- **TEXTO FORNECIDO**:
▬▬▬

2. Perscrutando os autos na parte que interessa para a resolução do caso sub judicio, colhe-se que, nas conclusões das alegações do recurso de revista interposto para o Supremo Tribunal de Justiça, o ora Reclamante sustentou que:
«(...) Primeira - Pelos fundamentos indicados no Acórdão do Tribunal Pleno de 25 de Fevereiro de 1997, publicado no DR- I Série - A, n.º 83, de 9/4/97, a escritura de doação em que assenta a pretensão da autora é inválida. Segunda - Assim, e tal como foi decidido no mesmo Acórdão em relação a outro inquilino do mesmo prédio, e confirmando o Acórdão anterior relativo a outro inquilino, também a recorrente deve ser absolvida na presente acção de despejo, por ilegitimidade da autora. Terceira - Decidindo em contrário, o douto Acórdão recorrido violou, entre outros preceitos legais, os artigos 950º/2 e 951º/1, do Código Civil e o principio constitucional da igualdade dos cidadãos perante a lei, consagrado no n.º 1 do artigo 13º, da Constituição da República Portuguesa. Quarta - A não consideração dos depoimentos das testemunhas, com fundamento em relações profissionais, familiares ou de amizade, violou o disposto no artigo
617º do Código de Processo Civil. Quinta - Em consequência, devem ser considerados provados os factos constantes dos quesitos 4º a 11º. Sexta - Ao aceitar as condições particulares acordadas entre a recorrente e o anterior procurador do doador, a então procuradora da autora, agora a própria autora, deu o seu assentimento expresso ao contrato de arrendamento. Sétima - Só a partir de 21 de Maio de 1985, data em que recebeu a certidão de
óbito do doador, é que a recorrente podia requerer a notificação judicial da manutenção do arrendamento, pelo que foi temporânea a notificação requerida em
23/5/1985. Oitava - Mas essa obrigação só se contaria a partir da data em que a autora provasse ser a nova proprietária do imóvel, o que esta nunca fez, sendo que a escritura de doação só foi registada em 25 de Outubro de 1985. Nona - Tendo a recorrente manifestado por diversas vezes, quer por escrito, por telefone ou pessoalmente, o seu interesse em manter o arrendamento, nas condições particulares acordadas, a que a então procuradora da autora foi dando o seu assentimento, constitui manifesto abuso de direito pretender a caducidade do contrato, com fundamento na alegada falta ou extemporaneidade da notificação judicial. Décima - Condenando a recorrente a pagar uma indemnização em dobro, acrescida das actualizações anuais, sem que tal tivesse sido peticionado, a douta sentença recorrida condenou em valor superior ao pedido, sem qualquer fundamento legal. Décima Primeira - Tendo ficado provado que a recorrente fez reparações no andar arrendado que aumentou o seu valor locativo, deve a autora ser condenada a pagar
à recorrente a compensação pedida. Décima Segunda - Deve ser revogado o douto Acórdão recorrido, considerando-se improcedente a acção de despejo.».

▬▬▬

- **BLOCO DE DADOS**:
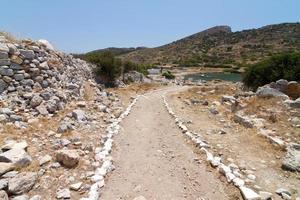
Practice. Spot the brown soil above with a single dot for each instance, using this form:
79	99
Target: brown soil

▬▬▬

- **EXERCÍCIO ESCRITO 1**: Segundo a sétima conclusão do texto fornecido, por que motivo foi temporânea a notificação judicial requerida em 23/5/1985? Responda em uma a três frases.
- **EXERCÍCIO ESCRITO 2**: Prossiga o texto fornecido sobre o recurso de revista na ação de despejo a partir do ponto em que termina.
As linhas de dados provêm de outra fonte.

- **RESPOSTA DO EXERCÍCIO 1**: A recorrente só podia requerer a notificação judicial da manutenção do arrendamento a partir de 21 de Maio de 1985, data em que recebeu a certidão de óbito do doador. Por isso, a notificação requerida em 23/5/1985 foi temporânea.

- **RESPOSTA DO EXERCÍCIO 2**:
Por Acórdão de 29 de Junho de 2004, o Supremo Tribunal de Justiça negou provimento à Revista, tendo a Recorrente, inconformada com tal decisão, interposto recurso para o Tribunal Constitucional nos seguintes termos:
«(...)
1. - A alegada proprietária do prédio sito na Av.
-----------------------------, n.º ----- em Lisboa, através da procuradora da sua tutora, instaurou em 1985 acções de despejo contra três arrendatários do referido prédio, por estes não terem requerido a tempo a notificação judicial avulsa da alegada proprietária de que continuavam interessados no arrendamento, nos termos do então n.º 2 do artigo 1.051º do Código Civil.
2. Os três arrendatários, para além da impugnação de substância, invocaram a excepção da ilegitimidade da autora, pelas seguintes razões: a) A doação da sua propriedade foi feita a pessoa interdita por anomalia psíquica, com o encargo de, após a morte do doador - usufrutuário, as rendas serem recebidas, como direito próprio, pela mãe da donatária; b) Daí que, na própria escritura de doação, o doador fez a declaração de que a doação tinha de ser aprovada pelo Tribunal, face ao disposto no n.º 1 do artigo 951º do Código Civil; c) Porém, a autorização de aceitação nunca foi requerida ao Tribunal, pelo que a doação é inválida; d) Assim sendo, os arrendamentos foram celebrados pelo procurador do senhorio, tendo este a qualidade de proprietário e não de usufrutuário; e) A tese da invalidade era especialmente defendida pelo então procurador e sobrinho do falecido, seu herdeiro testamentário, que invocava o direito de continuar a receber as rendas, tanto mais que desconhecia a existência da escritura de doação, que só passado mais de um ano após a morte do proprietário é que foi registada.
3. Por Assento do Tribunal Pleno de 25/02/97, publicado no DR, I Série - A n.º 83, de 09/04/97 e depois no BMJ, 464-58, a referida escritura foi considerada inválida, pelo que dois dos três arrendatários foram absolvidos nas acções de despejo contra eles interpostas.
4. Porém, a sentença proferida no Tribunal de 1ª Instância em 24 de Fevereiro de 2003 considerou a mesma escritura válida em relação ao outro arrendatário, agora recorrente, com o fundamento de que, nesta acção, a escritura já fora considerada válida, pelo que o Assento que julgou de modo diferente não afectou esta decisão.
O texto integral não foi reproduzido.